◆ SET OF TASKS ◆
(1) List every person named in the following passage about the claim against the Jackson estate.
(2) Carry on the following passage about the claim against the Jackson estate, picking up after its final sentence.

◆ DOCUMENT PASSAGE ◆

►

In what is perhaps the creepiest turn of all, however, Wade Robson -- an Australian choreographer who during Jackson’s child molestation trial eight years ago denied under oath that the singer had abused him -- has asked to file a late claim as a creditor against the Jackson estate, alleging “childhood sexual abuse.” My colleague Richard Winton reported that the specifics of the case are under seal and include evidence from a mental health practitioner.

Jackson, you recall, was exonerated in 2005 of molesting a 13-year-old cancer patient at his Neverland Ranch in Santa Ynez. It was a runaway train of a celebrity trial, with wall-to-wall international coverage and a militantly pro-Jackson crowd outside the courthouse each day.

◄

◆ EXCERPTED DATA ◆

►

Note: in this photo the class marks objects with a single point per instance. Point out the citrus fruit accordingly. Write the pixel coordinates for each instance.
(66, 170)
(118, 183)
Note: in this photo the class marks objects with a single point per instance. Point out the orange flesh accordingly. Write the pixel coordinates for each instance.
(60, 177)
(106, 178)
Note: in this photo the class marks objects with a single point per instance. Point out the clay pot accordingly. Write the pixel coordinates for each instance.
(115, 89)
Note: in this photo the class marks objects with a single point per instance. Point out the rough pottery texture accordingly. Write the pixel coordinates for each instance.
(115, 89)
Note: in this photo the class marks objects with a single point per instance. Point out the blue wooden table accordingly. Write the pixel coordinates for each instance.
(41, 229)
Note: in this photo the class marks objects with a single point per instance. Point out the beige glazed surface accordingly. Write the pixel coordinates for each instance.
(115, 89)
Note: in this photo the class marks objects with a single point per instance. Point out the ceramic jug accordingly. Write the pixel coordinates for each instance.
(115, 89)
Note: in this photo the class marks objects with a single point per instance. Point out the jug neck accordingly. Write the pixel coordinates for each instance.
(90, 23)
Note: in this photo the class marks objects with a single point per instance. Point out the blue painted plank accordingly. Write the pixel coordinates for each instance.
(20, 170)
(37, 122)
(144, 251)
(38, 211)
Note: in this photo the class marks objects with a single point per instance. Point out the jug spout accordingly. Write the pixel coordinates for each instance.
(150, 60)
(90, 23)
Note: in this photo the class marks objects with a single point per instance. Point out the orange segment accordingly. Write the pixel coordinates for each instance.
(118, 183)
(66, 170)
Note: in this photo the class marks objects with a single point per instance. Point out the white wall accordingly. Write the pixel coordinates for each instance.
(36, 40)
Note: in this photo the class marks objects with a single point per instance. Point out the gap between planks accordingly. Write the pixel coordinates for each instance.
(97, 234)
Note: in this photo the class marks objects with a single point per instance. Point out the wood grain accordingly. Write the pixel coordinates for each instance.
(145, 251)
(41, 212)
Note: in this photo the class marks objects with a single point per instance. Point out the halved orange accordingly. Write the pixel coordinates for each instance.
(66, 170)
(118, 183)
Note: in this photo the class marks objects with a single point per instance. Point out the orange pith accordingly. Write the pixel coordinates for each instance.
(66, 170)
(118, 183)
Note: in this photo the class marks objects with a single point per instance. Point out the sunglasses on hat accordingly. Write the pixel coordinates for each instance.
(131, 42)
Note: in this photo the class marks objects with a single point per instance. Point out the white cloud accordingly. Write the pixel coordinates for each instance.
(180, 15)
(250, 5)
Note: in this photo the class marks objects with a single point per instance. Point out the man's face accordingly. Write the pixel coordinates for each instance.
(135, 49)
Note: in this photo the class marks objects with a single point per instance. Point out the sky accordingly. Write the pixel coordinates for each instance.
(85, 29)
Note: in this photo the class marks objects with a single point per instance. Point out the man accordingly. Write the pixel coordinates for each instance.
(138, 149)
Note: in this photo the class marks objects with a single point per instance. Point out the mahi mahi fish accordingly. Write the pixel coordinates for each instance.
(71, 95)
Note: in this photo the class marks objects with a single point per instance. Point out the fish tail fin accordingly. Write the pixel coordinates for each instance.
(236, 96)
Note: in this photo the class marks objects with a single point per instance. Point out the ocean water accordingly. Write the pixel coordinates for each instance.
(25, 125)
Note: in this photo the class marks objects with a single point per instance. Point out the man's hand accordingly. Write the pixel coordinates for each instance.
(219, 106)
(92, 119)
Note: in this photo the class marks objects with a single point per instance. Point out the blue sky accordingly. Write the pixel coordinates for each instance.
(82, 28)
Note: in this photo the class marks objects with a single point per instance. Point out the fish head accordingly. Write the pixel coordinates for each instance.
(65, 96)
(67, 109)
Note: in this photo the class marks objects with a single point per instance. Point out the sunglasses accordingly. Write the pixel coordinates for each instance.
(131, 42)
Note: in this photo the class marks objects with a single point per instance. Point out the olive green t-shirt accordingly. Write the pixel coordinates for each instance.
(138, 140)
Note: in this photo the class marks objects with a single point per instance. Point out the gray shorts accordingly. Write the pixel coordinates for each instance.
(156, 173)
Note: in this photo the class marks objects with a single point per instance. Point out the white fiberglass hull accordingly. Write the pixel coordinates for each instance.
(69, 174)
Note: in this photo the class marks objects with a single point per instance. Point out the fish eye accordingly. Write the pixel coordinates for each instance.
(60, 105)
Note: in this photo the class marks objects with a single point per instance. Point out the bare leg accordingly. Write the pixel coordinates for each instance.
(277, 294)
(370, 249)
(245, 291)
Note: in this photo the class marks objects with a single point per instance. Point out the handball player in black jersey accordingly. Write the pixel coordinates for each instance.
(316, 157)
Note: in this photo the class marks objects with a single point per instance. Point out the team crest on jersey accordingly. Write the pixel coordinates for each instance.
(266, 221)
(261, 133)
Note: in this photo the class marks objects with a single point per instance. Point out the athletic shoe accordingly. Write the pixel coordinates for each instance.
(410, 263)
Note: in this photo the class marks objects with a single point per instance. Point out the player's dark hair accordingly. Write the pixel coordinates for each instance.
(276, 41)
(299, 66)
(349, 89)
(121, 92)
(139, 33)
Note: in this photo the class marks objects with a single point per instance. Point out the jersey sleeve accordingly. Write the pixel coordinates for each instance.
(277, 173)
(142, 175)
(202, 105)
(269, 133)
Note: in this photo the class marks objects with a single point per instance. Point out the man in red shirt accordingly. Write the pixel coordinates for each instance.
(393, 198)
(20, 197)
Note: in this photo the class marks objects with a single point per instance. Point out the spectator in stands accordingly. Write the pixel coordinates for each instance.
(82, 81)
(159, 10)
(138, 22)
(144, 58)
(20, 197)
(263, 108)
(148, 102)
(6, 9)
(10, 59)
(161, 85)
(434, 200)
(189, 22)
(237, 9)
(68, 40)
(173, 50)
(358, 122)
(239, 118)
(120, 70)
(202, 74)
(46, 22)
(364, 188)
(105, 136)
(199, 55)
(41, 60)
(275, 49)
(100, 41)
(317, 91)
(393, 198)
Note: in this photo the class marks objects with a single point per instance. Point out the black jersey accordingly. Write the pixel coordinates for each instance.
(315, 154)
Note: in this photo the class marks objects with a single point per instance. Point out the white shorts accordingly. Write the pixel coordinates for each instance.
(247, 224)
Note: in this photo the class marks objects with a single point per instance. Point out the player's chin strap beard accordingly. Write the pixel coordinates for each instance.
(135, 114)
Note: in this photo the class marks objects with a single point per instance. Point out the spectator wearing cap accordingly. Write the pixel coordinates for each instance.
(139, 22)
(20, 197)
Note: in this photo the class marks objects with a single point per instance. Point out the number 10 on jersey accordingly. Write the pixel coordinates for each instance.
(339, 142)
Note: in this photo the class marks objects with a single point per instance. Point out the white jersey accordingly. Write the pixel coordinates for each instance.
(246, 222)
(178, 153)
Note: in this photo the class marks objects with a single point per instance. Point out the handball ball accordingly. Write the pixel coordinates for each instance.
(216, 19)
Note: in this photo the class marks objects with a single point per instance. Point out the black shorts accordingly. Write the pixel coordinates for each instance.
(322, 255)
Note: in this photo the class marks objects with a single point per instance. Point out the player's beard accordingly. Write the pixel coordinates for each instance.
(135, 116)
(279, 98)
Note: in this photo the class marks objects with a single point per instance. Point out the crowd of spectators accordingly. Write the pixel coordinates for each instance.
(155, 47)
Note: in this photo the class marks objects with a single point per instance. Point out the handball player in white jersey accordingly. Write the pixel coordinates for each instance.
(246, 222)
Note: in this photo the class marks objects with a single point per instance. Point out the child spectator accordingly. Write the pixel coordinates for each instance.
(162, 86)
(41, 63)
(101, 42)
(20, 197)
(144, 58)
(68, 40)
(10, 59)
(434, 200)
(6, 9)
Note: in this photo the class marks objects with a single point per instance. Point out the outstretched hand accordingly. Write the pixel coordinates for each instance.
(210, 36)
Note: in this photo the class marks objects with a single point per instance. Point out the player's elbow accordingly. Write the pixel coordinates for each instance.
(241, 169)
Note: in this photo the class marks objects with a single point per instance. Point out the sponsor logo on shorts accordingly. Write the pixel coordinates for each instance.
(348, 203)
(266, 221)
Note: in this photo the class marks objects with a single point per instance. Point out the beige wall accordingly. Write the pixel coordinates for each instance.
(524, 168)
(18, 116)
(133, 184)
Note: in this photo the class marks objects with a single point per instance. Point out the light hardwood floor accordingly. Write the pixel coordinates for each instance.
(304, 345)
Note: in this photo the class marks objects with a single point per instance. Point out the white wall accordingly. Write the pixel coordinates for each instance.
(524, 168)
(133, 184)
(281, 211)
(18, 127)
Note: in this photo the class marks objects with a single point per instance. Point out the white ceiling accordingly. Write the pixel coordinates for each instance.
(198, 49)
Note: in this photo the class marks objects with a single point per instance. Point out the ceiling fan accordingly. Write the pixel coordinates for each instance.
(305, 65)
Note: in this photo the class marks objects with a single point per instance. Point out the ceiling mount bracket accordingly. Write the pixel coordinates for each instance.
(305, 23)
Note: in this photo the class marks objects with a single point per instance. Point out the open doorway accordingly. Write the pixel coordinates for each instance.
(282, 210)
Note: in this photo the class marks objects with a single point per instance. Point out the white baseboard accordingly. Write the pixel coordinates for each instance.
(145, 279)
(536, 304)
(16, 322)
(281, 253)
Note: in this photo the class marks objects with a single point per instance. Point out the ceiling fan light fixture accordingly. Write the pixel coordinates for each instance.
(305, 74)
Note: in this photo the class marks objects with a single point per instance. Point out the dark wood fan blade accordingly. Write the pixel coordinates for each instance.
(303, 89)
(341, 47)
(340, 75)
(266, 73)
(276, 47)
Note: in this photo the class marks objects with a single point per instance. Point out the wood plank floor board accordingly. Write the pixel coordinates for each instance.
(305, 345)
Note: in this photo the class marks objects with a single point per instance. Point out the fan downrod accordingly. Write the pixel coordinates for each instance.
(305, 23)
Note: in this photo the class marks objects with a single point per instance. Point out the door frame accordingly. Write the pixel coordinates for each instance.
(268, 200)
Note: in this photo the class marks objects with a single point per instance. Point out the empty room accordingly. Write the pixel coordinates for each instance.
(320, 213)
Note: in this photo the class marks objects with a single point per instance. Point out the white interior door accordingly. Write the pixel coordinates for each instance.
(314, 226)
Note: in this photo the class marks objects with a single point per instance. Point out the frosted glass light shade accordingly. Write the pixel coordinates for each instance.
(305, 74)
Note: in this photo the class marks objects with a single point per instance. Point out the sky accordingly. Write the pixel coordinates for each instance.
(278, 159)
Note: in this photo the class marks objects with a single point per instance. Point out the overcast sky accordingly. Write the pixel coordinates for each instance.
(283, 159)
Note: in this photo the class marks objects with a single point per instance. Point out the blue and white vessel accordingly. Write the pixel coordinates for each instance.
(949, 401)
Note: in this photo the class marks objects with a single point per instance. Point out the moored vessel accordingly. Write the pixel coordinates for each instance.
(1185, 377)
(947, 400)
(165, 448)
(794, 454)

◄

◆ PER-TASK OUTPUTS ◆
(1)
Wade Robson
Jackson
Richard Winton

(2)
One of the witnesses who testified for Jackson was Robson, then 22, who had met Jackson after winning a Melbourne dance competition at age 5. Robson said he had traveled with Jackson, and visited the singer dozens of times, often sleeping in Jackson’s bed at Neverland Ranch. Any notion he’d been molested, testified Robson, was “ridiculous.”

So maybe Robson, who has filed the sexual abuse claim, is telling the truth. Maybe he’s able to face it now that Jackson is dead, his estate is very much alive and the scent of money is in the air. But who is going to believe him?

Either Robson was not being honest then -- at a moment when his story might have helped someone else -- or he is not being honest now.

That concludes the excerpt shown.